Annotation dataset entries:
__________________________________________________
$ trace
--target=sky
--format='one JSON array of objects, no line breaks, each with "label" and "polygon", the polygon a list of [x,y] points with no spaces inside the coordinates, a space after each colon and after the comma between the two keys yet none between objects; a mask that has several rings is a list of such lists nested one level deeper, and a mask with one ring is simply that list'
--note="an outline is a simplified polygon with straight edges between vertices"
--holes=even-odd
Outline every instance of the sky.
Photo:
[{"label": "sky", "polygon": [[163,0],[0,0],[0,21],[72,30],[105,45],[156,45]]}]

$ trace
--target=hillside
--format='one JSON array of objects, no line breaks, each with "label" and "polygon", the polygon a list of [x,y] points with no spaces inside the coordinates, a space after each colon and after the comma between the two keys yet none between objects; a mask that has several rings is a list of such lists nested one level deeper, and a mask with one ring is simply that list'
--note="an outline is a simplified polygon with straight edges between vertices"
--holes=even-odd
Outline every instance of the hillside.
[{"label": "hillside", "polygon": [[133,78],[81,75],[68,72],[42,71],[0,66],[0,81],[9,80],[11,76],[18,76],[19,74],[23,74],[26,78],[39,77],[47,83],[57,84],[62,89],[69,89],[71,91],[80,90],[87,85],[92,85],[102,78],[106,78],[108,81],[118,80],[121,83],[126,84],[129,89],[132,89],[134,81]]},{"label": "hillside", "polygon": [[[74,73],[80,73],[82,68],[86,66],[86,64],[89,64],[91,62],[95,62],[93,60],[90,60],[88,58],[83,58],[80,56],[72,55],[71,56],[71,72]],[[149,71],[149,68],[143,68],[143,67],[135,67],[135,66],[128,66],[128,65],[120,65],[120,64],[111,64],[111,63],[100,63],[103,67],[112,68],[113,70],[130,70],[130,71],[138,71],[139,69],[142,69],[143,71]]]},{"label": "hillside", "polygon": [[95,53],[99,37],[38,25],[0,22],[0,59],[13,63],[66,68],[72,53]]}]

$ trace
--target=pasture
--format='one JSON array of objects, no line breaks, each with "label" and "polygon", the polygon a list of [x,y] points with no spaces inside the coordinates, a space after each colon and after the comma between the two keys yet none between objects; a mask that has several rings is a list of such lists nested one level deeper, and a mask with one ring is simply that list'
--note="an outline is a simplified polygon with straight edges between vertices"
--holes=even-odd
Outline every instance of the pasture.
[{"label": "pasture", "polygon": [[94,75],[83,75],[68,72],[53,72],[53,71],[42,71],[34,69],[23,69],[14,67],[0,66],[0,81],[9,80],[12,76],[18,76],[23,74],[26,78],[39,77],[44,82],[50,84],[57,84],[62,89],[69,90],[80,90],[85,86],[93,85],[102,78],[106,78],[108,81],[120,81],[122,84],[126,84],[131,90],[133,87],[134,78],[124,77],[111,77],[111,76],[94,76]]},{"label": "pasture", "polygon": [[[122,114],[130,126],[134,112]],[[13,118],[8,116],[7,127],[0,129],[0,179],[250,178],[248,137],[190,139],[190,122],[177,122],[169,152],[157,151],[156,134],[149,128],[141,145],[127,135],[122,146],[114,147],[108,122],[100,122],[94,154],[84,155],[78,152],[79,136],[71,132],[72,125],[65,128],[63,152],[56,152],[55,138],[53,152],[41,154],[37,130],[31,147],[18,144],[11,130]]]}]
__________________________________________________
*EXERCISE REQUIREMENTS*: Nothing should be changed: write out all of the data as is.

*SOLUTION FOR THIS PROBLEM*:
$ trace
--target=sky
--format='one JSON array of objects, no line breaks, each with "label" and "polygon", the polygon a list of [x,y] points with no spaces inside the coordinates, a space after each colon and after the comma between the two keys yet none between objects; a mask that has several rings is a list of such lists nested one level deeper, and a mask with one ring is simply that list'
--note="an outline is a simplified polygon with straight edges between vertices"
--holes=even-odd
Outline every instance of the sky.
Photo:
[{"label": "sky", "polygon": [[163,0],[0,0],[0,21],[72,30],[105,45],[156,45]]}]

$ trace
--target=hillside
--format='one JSON array of objects, no line breaks, each with "label" and "polygon", the polygon a list of [x,y] points with no spaces inside the coordinates, a space after each colon and after the comma between the two keys yet none between objects; a mask that has several rings is a list of such lists nested one level deeper, and a mask with one ring is simply that list'
--note="an outline is a simplified polygon with straight edges between vertices"
--holes=even-odd
Outline every instance of the hillside.
[{"label": "hillside", "polygon": [[133,78],[81,75],[68,72],[42,71],[0,66],[0,81],[9,80],[11,76],[18,76],[19,74],[23,74],[26,78],[39,77],[47,83],[57,84],[62,89],[69,89],[71,91],[80,90],[87,85],[92,85],[102,78],[106,78],[108,81],[118,80],[121,83],[126,84],[129,89],[132,89],[134,81]]},{"label": "hillside", "polygon": [[[74,73],[80,73],[82,68],[86,66],[86,64],[89,64],[91,62],[95,62],[93,60],[90,60],[88,58],[83,58],[80,56],[72,55],[71,56],[71,72]],[[149,71],[149,68],[143,68],[143,67],[135,67],[135,66],[128,66],[128,65],[120,65],[120,64],[111,64],[111,63],[100,63],[103,67],[112,68],[113,70],[130,70],[130,71],[138,71],[139,69],[142,69],[143,71]]]},{"label": "hillside", "polygon": [[95,53],[99,37],[38,25],[0,22],[0,59],[13,63],[66,68],[72,53]]}]

$ trace
--target=pasture
--format='one JSON array of objects, no line breaks, each with "label" and "polygon", the polygon a list of [x,y] points with no spaces inside the coordinates, a space after each colon and after the comma between the two keys yet none between objects; a mask that has several rings is a list of such lists nested one level deeper, and a mask with one ring is simply that list'
--note="an outline is a simplified polygon with straight edges between vertices"
--holes=even-odd
Outline every instance of the pasture.
[{"label": "pasture", "polygon": [[94,75],[83,75],[68,72],[53,72],[53,71],[42,71],[34,69],[23,69],[14,67],[0,66],[0,81],[9,80],[12,76],[18,76],[23,74],[26,78],[39,77],[44,82],[50,84],[57,84],[62,89],[69,90],[80,90],[85,86],[93,85],[102,78],[106,78],[108,81],[120,81],[122,84],[126,84],[131,90],[133,87],[134,78],[124,77],[111,77],[111,76],[94,76]]},{"label": "pasture", "polygon": [[[122,114],[130,126],[134,112]],[[13,118],[8,116],[7,127],[0,129],[0,179],[250,178],[248,137],[190,139],[190,122],[177,122],[169,152],[157,151],[156,134],[149,128],[141,145],[127,135],[122,146],[114,147],[108,122],[100,122],[94,154],[84,155],[78,152],[79,136],[71,132],[72,125],[65,128],[63,152],[56,152],[55,138],[53,152],[41,154],[37,130],[31,147],[18,144],[11,130]]]}]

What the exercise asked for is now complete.